[Excerpts of bounding box data]
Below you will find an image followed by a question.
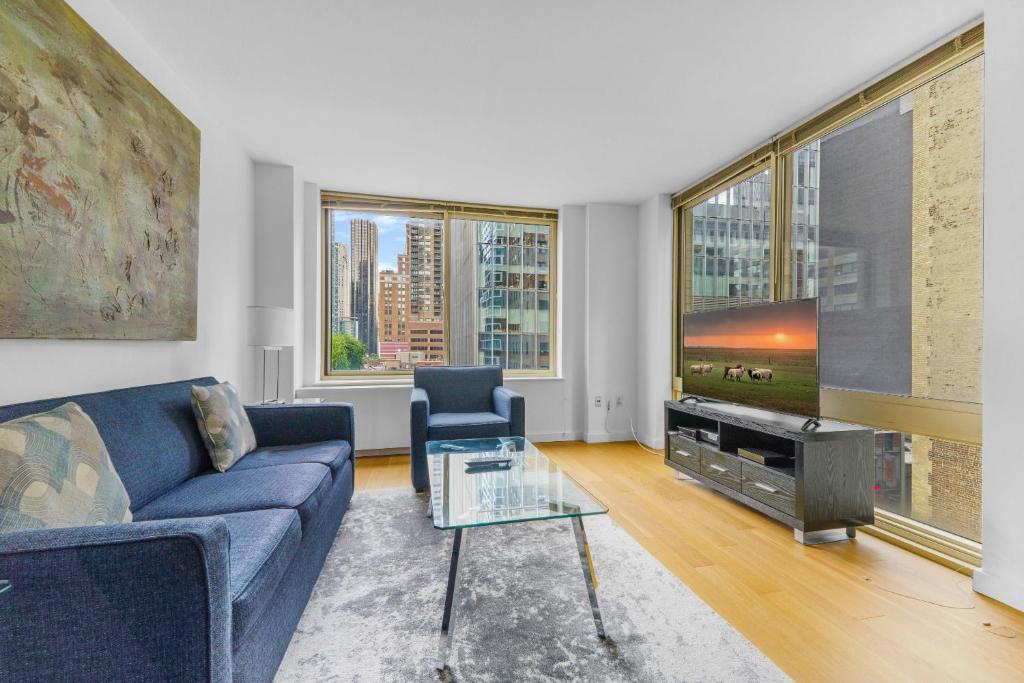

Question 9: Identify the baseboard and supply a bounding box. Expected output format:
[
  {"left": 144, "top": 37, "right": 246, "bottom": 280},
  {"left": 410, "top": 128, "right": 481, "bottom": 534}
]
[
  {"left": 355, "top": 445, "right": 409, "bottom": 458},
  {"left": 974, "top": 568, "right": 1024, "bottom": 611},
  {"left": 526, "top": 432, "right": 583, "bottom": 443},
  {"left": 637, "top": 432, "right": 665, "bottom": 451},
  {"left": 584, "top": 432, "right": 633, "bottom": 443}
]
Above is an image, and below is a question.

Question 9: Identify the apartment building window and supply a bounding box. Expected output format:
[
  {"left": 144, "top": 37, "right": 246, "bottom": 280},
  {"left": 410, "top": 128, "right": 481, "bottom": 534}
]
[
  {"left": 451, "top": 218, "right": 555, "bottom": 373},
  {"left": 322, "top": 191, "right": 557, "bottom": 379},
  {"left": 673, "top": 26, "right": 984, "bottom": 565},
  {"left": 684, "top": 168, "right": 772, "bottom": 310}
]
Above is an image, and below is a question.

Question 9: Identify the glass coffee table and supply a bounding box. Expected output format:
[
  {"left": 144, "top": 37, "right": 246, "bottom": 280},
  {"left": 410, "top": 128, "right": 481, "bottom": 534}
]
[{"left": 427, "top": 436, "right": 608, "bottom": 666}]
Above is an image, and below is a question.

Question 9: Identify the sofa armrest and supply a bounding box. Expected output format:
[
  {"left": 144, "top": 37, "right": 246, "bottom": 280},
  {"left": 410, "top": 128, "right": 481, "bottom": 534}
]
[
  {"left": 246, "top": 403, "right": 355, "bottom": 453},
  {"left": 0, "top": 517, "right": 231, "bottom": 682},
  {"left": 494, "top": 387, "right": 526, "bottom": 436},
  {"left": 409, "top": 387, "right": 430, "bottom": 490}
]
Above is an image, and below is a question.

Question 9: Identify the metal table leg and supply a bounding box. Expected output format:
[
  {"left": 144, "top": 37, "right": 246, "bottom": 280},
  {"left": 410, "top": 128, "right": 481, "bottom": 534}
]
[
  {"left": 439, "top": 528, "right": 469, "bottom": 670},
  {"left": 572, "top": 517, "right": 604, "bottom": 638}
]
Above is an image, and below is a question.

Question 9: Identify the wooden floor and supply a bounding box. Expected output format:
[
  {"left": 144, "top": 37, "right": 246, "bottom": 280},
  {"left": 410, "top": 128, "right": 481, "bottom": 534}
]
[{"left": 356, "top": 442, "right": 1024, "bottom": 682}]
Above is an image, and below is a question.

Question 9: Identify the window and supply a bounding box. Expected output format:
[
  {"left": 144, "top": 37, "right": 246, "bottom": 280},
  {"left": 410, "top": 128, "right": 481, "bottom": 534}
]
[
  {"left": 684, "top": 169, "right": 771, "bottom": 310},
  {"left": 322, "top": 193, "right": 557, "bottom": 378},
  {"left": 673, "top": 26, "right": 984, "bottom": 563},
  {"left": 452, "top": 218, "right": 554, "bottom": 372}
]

Your goal:
The pictures should not be reproduced; quote all of the other material exactly.

Output for this exercise:
Below you will find an image followed by a question.

Question 9: Identify the baseboard and supply a bounding box. Expected output format:
[
  {"left": 144, "top": 37, "right": 246, "bottom": 280},
  {"left": 410, "top": 128, "right": 481, "bottom": 534}
]
[
  {"left": 355, "top": 445, "right": 409, "bottom": 458},
  {"left": 974, "top": 568, "right": 1024, "bottom": 611},
  {"left": 526, "top": 432, "right": 583, "bottom": 443},
  {"left": 637, "top": 432, "right": 665, "bottom": 451},
  {"left": 584, "top": 432, "right": 633, "bottom": 443}
]
Above is an image, and below is a question.

Question 9: Identify the apartment building window and supply a bounding box. Expected output format:
[
  {"left": 144, "top": 37, "right": 246, "bottom": 280},
  {"left": 410, "top": 128, "right": 481, "bottom": 534}
]
[
  {"left": 451, "top": 218, "right": 555, "bottom": 373},
  {"left": 322, "top": 191, "right": 557, "bottom": 379},
  {"left": 673, "top": 26, "right": 984, "bottom": 565},
  {"left": 684, "top": 168, "right": 772, "bottom": 310}
]
Above is an image, and below is a question.

Question 9: Identify the glass coffee table and supply a bounding box. Expected output format:
[
  {"left": 144, "top": 37, "right": 246, "bottom": 280},
  {"left": 410, "top": 128, "right": 481, "bottom": 534}
]
[{"left": 427, "top": 436, "right": 608, "bottom": 666}]
Above is an image, and below is a question.

Question 9: Identify the sofa armrest and supply a bounding box. Expected output format:
[
  {"left": 144, "top": 37, "right": 246, "bottom": 280},
  {"left": 410, "top": 128, "right": 481, "bottom": 534}
]
[
  {"left": 246, "top": 403, "right": 355, "bottom": 453},
  {"left": 0, "top": 517, "right": 231, "bottom": 682},
  {"left": 494, "top": 387, "right": 526, "bottom": 436},
  {"left": 409, "top": 387, "right": 430, "bottom": 490}
]
Above is an image, and below is a question.

Question 9: Identify the metal table leg and supply a bounding box. Expected output format:
[
  {"left": 144, "top": 37, "right": 246, "bottom": 280},
  {"left": 410, "top": 128, "right": 481, "bottom": 534}
]
[
  {"left": 439, "top": 528, "right": 469, "bottom": 670},
  {"left": 572, "top": 517, "right": 604, "bottom": 638}
]
Above is an image, and below is a question.

Question 9: Identify the wooden floor and supply a bounding box. Expected output format:
[
  {"left": 144, "top": 37, "right": 246, "bottom": 280},
  {"left": 410, "top": 128, "right": 481, "bottom": 534}
]
[{"left": 356, "top": 442, "right": 1024, "bottom": 682}]
Above is an image, and below is a question.

Question 9: Identify the window and supply a bounding box. Expected output format:
[
  {"left": 144, "top": 37, "right": 246, "bottom": 280},
  {"left": 410, "top": 128, "right": 481, "bottom": 534}
]
[
  {"left": 684, "top": 169, "right": 771, "bottom": 310},
  {"left": 322, "top": 193, "right": 557, "bottom": 378},
  {"left": 673, "top": 26, "right": 984, "bottom": 563},
  {"left": 452, "top": 218, "right": 554, "bottom": 372}
]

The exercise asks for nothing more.